• _Goal_
Transcribe every line exactly. Leave the pictures behind.
━━ Input material
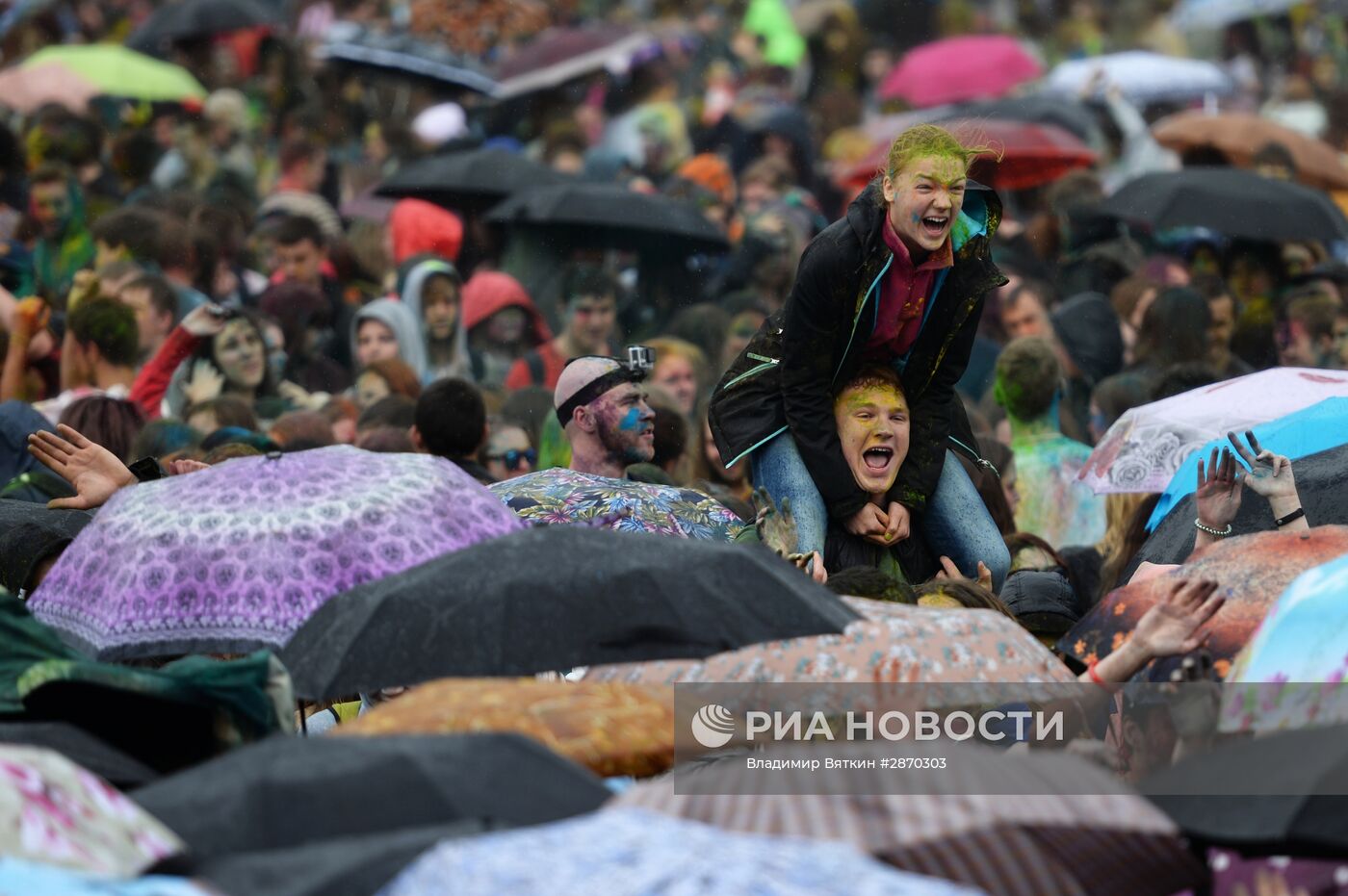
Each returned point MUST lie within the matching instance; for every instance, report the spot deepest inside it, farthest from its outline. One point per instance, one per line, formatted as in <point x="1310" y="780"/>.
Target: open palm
<point x="1219" y="489"/>
<point x="93" y="471"/>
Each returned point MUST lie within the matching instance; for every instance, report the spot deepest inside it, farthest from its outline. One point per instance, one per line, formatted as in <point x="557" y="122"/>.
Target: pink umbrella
<point x="24" y="90"/>
<point x="959" y="70"/>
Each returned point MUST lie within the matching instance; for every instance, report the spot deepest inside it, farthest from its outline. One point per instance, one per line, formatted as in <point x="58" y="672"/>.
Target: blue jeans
<point x="956" y="523"/>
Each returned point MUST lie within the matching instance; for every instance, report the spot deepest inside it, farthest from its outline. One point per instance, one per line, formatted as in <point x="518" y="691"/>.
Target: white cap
<point x="440" y="124"/>
<point x="580" y="373"/>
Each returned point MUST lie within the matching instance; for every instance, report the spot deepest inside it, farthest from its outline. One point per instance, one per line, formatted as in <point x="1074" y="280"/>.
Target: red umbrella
<point x="1031" y="154"/>
<point x="960" y="70"/>
<point x="1251" y="570"/>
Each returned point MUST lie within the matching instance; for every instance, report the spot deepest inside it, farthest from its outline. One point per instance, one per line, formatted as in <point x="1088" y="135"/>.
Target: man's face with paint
<point x="925" y="198"/>
<point x="50" y="206"/>
<point x="589" y="320"/>
<point x="872" y="422"/>
<point x="626" y="423"/>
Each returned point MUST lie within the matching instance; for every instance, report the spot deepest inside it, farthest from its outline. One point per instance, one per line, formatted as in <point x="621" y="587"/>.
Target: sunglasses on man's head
<point x="512" y="458"/>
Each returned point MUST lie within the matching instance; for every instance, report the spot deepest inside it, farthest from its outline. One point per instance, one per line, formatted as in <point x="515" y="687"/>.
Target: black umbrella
<point x="356" y="865"/>
<point x="559" y="54"/>
<point x="81" y="748"/>
<point x="474" y="178"/>
<point x="290" y="791"/>
<point x="30" y="534"/>
<point x="1321" y="481"/>
<point x="1284" y="792"/>
<point x="1230" y="201"/>
<point x="613" y="218"/>
<point x="556" y="597"/>
<point x="1069" y="115"/>
<point x="188" y="19"/>
<point x="403" y="56"/>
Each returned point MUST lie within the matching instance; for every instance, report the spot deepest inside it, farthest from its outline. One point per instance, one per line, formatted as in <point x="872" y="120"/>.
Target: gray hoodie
<point x="413" y="286"/>
<point x="406" y="326"/>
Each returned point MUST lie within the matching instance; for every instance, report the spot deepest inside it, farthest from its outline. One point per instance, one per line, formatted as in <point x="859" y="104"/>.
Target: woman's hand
<point x="93" y="471"/>
<point x="205" y="320"/>
<point x="868" y="522"/>
<point x="950" y="572"/>
<point x="204" y="384"/>
<point x="1270" y="474"/>
<point x="1170" y="626"/>
<point x="898" y="525"/>
<point x="1219" y="489"/>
━━━━
• _Answer to this problem_
Each returned point MUST lie within the matching instance; for every instance, report the spot deepest inside it, farthest from its outline. One point per instance, one per line, formatted as in <point x="1310" y="780"/>.
Target: open palm
<point x="1219" y="489"/>
<point x="93" y="471"/>
Each returned point MUST lie within the matching instance; for every instance, report the spot deepest inside it, farthest from its outline. One point per instance, one per line, formatted as in <point x="557" y="122"/>.
Target: pink umbrella
<point x="24" y="90"/>
<point x="959" y="70"/>
Each returned point MUST lie within the matching instance; for every instance, report the spot deepest inside it, farthest from its outline. One point per instance, one per line, formatted as in <point x="58" y="672"/>.
Target: blue jeans
<point x="956" y="523"/>
Each returned point MUST lie within the matching instance; for every instance, report the spot deepest inside it, farthest from its outline. One point per instance, one per line, formatted as in <point x="518" y="691"/>.
Target: white cap
<point x="440" y="124"/>
<point x="580" y="373"/>
Each returned point MUST lie within the matching instance; for every instance, report the spot deepest inside it, farthest from its outline. One point per instance, one per line, formatted as in <point x="1074" y="280"/>.
Target: red umbrella
<point x="1031" y="154"/>
<point x="960" y="70"/>
<point x="1251" y="570"/>
Each returned point MUST lie within the matching instance; for every instance, report the spot deepest inside it, farthest from its outline. One point per instance, one per line, formatted as in <point x="1088" y="135"/>.
Target: man's face with paint
<point x="925" y="198"/>
<point x="50" y="206"/>
<point x="589" y="320"/>
<point x="872" y="422"/>
<point x="626" y="423"/>
Each returned point MUST lie within the matching instance; for every instance, report the spot deepest inside it, farthest from its outline. One point per instance, one per line, formatted as in <point x="621" y="587"/>.
Target: sunglasses on man's head
<point x="512" y="458"/>
Each returned point MUST lie within the matching instance; for every instance, report the spot deepest inside it, farthest from its outline. One point per instance, one per line, formatted as in <point x="515" y="687"/>.
Target: black umbrella
<point x="356" y="865"/>
<point x="559" y="54"/>
<point x="81" y="748"/>
<point x="474" y="178"/>
<point x="290" y="791"/>
<point x="30" y="534"/>
<point x="1321" y="481"/>
<point x="1284" y="792"/>
<point x="1230" y="201"/>
<point x="613" y="218"/>
<point x="556" y="597"/>
<point x="1069" y="115"/>
<point x="188" y="19"/>
<point x="403" y="56"/>
Each returned point MUST lie within the matching instance; for every instance, report the spot deepest inside it, farthest from its outline. One point per instance, one per line, formatted as in <point x="872" y="120"/>.
Target: gray hoodie
<point x="413" y="286"/>
<point x="406" y="326"/>
Each returned point MUST lie within the matching instance; for every instance, report the spot deepest inside it, farthest from its outline. One point per instance, one per line, formatted as in <point x="859" y="104"/>.
Target: woman's hand
<point x="93" y="471"/>
<point x="205" y="320"/>
<point x="868" y="522"/>
<point x="950" y="572"/>
<point x="204" y="384"/>
<point x="1270" y="474"/>
<point x="1170" y="626"/>
<point x="898" y="525"/>
<point x="1219" y="489"/>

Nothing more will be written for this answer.